= Dataset entries =

BEGIN

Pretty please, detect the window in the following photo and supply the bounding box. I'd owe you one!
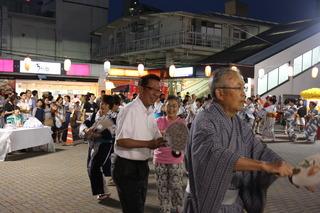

END
BEGIN

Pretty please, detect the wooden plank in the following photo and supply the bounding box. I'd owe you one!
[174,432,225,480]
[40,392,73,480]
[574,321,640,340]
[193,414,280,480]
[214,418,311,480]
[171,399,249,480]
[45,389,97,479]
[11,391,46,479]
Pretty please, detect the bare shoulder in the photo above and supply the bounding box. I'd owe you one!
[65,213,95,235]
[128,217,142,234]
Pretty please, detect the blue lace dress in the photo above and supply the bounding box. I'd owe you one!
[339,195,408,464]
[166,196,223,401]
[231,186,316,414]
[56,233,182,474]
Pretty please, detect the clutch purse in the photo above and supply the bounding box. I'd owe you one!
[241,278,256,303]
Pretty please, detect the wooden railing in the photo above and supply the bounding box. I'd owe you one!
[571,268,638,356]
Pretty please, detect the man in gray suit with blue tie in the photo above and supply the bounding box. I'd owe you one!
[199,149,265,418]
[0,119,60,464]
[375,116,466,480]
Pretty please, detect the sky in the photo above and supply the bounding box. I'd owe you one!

END
BEGIN

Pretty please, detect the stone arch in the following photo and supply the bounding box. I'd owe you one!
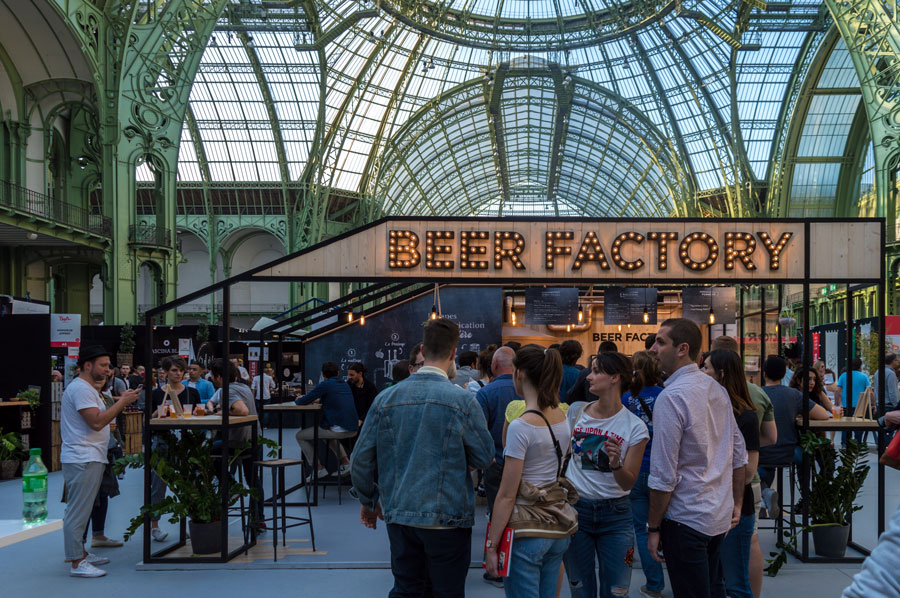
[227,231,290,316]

END

= What to produce =
Only the lines above starting at the one containing "Pretty please, detect the blue" and ending at the one containing "Pretty please, detect the sky", both included, are to be returned, exactly as they read.

= Written response =
Pretty please, detect the blue lace dress in the photo above and supply the bounding box. I'd owe you one!
[339,195,408,464]
[166,196,223,401]
[231,186,316,414]
[56,233,182,474]
Pretty please, detect the clutch purse in the photo above and supply the bounding box. I'd owe you one!
[241,278,256,303]
Pretty please, detect the wooden railing in the photo above and supply the bounding box. I'd owe you one!
[571,268,638,356]
Pretty please, detect the man in gray suit with blue tie in the photo above and supply the bounding box. I'd owe you one!
[199,149,265,418]
[0,119,60,464]
[375,116,466,480]
Pretty please, detect the sky in the photo above and supply the bounding box. I'd owe you one!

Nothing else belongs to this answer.